> FRAGMENTO DEL DOCUMENTO
>>>>>

Por supuesto que mis amigos, compañeros de trabajo y ex – compañeros de las múltiples escuelas por las que alguna vez pasé, no fueron tan insensatos como para hacerme ver que existían ya otros niños que a los ojos de sus padres eran la definición misma de la belleza, de la salud, de la fuerza, la prestancia, la inteligencia. Algunos simplemente me siguieron la corriente y me respondían que de algún modo lograría no sólo ser un hombre de bien, sino incluso conservar mi trabajo para que el chamaco pudiera dedicarse a cuestiones más básicas que el aprendizaje de la música y de otras disciplinas que lo llevarían a lograr múltiples premios Nobel. Mi amiga Ángeles, que es además compañera de trabajo y hermana de una de mis ex – compañeras de escuela, simplemente sentenció que mi hijo me había “chingado” y me había dejado muy atrás en mis pretensiones. Una vez nacido el segundo hijo me hizo notar nuevamente – con palabras similares a las de la primera ocasión – cómo el ser padre de ellos me arruinaba en mi vanidad personal aunque me convertía aun en un vanidoso peor en mi carácter de padre.

<<<<<

> CONSIGNA
¿Podrías prolongar el relato sobre la vanidad de ser padre a partir de su última oración? Los ítems son material independiente del relato.

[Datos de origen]

>>>>>

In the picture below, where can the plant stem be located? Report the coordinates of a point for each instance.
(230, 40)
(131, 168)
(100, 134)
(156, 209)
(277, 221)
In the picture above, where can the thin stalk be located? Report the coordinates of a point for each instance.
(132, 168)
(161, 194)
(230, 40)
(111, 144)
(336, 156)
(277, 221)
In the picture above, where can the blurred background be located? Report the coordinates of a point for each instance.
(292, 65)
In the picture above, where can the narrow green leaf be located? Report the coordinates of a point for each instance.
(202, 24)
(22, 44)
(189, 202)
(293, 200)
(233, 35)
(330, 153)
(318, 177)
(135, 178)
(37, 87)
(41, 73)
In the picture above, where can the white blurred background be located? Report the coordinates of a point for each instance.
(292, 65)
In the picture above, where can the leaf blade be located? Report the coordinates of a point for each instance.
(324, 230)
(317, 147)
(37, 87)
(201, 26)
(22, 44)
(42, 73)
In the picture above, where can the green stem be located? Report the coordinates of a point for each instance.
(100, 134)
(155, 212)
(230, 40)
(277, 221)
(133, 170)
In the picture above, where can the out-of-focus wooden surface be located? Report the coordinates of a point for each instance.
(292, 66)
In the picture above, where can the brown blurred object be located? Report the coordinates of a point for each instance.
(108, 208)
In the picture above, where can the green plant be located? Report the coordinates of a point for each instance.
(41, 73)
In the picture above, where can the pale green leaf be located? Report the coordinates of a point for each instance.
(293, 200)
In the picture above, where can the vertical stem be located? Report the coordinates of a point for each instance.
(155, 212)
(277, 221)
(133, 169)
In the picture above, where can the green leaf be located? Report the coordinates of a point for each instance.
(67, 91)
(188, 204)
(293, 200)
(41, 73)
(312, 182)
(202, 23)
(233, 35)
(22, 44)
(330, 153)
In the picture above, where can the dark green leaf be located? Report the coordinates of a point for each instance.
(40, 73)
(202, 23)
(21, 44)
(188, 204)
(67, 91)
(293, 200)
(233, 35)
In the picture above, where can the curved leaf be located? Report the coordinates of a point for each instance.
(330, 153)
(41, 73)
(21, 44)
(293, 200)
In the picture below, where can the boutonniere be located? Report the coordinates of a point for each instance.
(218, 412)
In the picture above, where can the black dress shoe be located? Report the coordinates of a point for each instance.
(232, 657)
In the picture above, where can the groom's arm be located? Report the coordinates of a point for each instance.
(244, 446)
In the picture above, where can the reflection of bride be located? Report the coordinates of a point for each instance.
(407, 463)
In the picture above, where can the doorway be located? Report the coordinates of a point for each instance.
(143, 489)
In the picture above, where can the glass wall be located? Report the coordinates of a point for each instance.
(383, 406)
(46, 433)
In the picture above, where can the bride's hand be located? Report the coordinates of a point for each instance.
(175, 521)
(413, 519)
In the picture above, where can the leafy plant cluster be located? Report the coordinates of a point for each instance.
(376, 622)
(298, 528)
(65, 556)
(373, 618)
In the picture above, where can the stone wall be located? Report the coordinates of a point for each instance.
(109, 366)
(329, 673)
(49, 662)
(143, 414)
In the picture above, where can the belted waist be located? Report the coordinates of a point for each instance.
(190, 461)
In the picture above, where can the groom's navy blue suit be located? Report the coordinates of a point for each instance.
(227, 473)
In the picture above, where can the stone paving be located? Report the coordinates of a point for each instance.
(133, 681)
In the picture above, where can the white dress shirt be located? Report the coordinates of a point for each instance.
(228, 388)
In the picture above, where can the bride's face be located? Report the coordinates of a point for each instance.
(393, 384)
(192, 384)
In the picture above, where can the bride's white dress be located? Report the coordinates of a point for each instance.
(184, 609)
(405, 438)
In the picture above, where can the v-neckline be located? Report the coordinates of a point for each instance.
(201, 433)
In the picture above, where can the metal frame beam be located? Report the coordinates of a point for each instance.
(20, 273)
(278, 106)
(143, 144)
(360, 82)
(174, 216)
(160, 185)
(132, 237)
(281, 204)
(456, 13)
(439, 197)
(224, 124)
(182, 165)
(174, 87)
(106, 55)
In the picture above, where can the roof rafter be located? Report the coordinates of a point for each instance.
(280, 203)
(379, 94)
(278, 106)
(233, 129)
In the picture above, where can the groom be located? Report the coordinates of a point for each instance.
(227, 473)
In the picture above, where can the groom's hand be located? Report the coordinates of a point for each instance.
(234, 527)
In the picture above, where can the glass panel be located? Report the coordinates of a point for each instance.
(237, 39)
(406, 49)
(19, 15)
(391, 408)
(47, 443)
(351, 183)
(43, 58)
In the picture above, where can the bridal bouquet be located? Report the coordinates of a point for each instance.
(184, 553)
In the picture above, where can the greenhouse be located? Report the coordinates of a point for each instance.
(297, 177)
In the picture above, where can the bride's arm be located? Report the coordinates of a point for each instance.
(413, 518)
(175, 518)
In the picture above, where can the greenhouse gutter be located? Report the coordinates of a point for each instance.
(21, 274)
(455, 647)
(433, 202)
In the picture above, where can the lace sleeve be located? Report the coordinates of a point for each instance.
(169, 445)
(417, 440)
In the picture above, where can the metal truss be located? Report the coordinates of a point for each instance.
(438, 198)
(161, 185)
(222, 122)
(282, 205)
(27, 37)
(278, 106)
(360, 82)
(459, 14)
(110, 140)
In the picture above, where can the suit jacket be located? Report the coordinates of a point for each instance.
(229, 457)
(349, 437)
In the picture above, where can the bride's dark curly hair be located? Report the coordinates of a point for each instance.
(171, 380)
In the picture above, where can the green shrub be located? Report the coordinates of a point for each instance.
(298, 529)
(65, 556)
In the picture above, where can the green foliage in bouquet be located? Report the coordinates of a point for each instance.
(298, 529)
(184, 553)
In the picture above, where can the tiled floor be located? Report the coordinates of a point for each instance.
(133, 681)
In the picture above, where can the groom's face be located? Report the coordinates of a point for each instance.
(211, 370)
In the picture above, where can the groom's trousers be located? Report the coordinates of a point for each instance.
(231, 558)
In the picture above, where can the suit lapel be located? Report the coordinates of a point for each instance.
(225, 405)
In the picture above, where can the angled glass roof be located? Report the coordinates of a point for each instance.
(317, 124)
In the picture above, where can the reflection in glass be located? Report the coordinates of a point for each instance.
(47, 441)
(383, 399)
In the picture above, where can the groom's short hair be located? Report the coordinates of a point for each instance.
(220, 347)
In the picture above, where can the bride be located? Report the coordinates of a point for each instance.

<<<<<

> RESULTADO DEL EJERCICIO
Ante la noticia de que mi segundo hijo venía en camino reinicié mis pesquisas, pues en realidad ninguno de mis amigos y compañeros me había dado respuestas que me permitieran guiar mi acción. Simplemente me daba ya cuenta de que ahora lo que necesitaba era un manual para aprovechar el tiempo y trabajar de vez en cuando además de dedicar horas de vigilia y de sueño en pensar en mis dos bebés. En mi segunda ronda, sabedor ya de que el tiempo para actividades sociales y hasta para las salidas con mi propia esposa escaseaba terriblemente, insistía ante algunos acerca de cómo hacer para criar a los hijos y a la vez ser capaz de seguir en la vida profesional. Mi amigo Alfredo, que también fue “estudiante” en alguno de mis cursos y luego mi compañero de trabajo por ser ahora mi jefe, reflexionaba que en realidad él tenía algunas ideas acerca de lo que NO había que hacer con los hijos, pues los suyos habían resultado en niños que hacían pocas cosas de las que él esperaba originalmente y que, al menos a su esposa, no le dejaban tiempo para nada.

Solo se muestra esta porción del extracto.